◆ **O que fazer**
(1) Enumere todas as personagens da peça que o texto sobre a peça Gaslight identifica pelo nome.
(2) Segundo o texto sobre a peça Gaslight, como é que Bella se apercebe de que o marido a está a manipular? Responda, por favor, em uma a três frases.
(3) De acordo com o texto sobre a peça Gaslight, em que ano foi escrita a peça?

(…)
Rough: Sim Agora, Senhora Manningham, faço uma pergunta pessoal: quando é que você primeiro teve a noção de que sua razão lhe estava a fazer partidas?
Sra. Manningham: Sempre tive esse pavor. Minha mãe morreu louca, quando ela era bem jovem. Quando ela tinha a minha idade. Mas as coisas começaram a acontecer nesta casa apenas nos últimos seis meses.
Rough: O que é que está a deixá-la louca de medo?
(…)
Sra. Manningham: não sei o que dizer. Tudo parece incrível… É quando estou sozinha à noite. Tenho a ideia de que alguém está a andar por aí lá em cima… (Ela aponta para cima) Lá em cima… À noite, quando o meu marido sai — Ouço barulhos, vindos do meu quarto, mas tenho muito medo de subir…
(…)
As luzes a gás começam a desaparecer. A senhora Manningham levanta-se de repente
Rough: Qual é o problema, Sra. Manningham?
Sra. Manningham: Calma! Fique quieto! Ele voltou! Olhe! Olhe para a luz! Está a perder a chama! Espere!
Há uma pausa. As luzes a gás desaparecem ainda mais….
Patrick Hamilton, dramaturgo e escritor britânico, escreveu em 1938 a peça Gaslight, onde caracteriza a relação entre um marido (Jack Manningham) e a sua mulher (Bella Manningham) nos anos 1880. Jack tenta, lenta e deliberadamente, levar Bella à “loucura”. Ele dá-lhe tarefas para guardar objetos e, posteriormente, esconde-os sem que ela se aperceba. Mais tarde, acusa-a de os ter perdido – como se fosse prova de que Bella estaria a enlouquecer. A sua fragilidade emocional agrava-se e a dúvida instala-se.
Com o desenrolar da peça, Bella recebe a visita de um senhor que se cruzou com o marido na rua. Este (Rough) revela ser um detetive que investiga um caso de assassinato e acredita que Jack Manningham é o responsável. O piso superior da casa, na realidade, pertence à vítima do crime.
Durante uma conversa com o detetive Rough, Bella apercebe-se de que o marido a está a manipular ao observar os candeeiros de gás. Nota que, sempre que Jack sai à noite, a luz enfraquece, como se alguém estivesse a utilizar a pressão do gás. Coincidentemente, ouve também passos no andar de cima. Mais tarde, descobrem que Jack visita todas as noites esse piso à procura das joias da sua última vítima.
O fenómeno de gaslighting é um tipo de abuso emocional que ocorre quando alguém tenta fazer outra pessoa duvidar de sua própria sanidade, responsabilidade e perceção da realidade.

◆ **Informação extraída**
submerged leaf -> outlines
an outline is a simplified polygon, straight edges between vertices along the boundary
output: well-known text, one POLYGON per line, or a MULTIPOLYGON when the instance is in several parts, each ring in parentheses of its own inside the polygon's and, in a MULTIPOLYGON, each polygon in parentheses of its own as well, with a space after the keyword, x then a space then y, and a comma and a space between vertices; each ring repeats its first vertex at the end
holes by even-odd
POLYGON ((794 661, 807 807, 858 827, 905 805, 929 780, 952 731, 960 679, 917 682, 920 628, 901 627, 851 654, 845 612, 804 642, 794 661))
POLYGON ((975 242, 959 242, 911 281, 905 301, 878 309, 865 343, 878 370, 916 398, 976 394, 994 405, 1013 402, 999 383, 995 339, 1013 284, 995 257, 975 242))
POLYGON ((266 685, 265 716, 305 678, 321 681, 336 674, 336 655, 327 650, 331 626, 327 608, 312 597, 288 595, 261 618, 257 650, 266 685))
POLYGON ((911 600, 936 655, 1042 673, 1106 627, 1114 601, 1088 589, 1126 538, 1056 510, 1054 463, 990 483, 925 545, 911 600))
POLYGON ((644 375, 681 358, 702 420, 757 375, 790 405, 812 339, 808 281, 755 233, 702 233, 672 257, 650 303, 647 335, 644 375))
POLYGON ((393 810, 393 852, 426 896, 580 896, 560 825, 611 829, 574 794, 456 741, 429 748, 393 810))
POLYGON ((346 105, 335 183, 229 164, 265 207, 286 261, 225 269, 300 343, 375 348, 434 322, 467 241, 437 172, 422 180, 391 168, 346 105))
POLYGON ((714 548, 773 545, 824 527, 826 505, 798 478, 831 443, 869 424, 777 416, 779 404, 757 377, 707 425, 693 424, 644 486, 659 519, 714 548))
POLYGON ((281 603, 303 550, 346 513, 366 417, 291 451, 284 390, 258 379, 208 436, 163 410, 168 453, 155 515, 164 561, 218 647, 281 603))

◆ **Lista de soluções**
(1) Rough, Bella Manningham e Jack Manningham.

(2) Bella repara que, sempre que Jack sai à noite, a luz dos candeeiros de gás enfraquece, como se alguém estivesse a utilizar a pressão do gás. Ao mesmo tempo, ouve passos no andar de cima.

(3) Em 1938.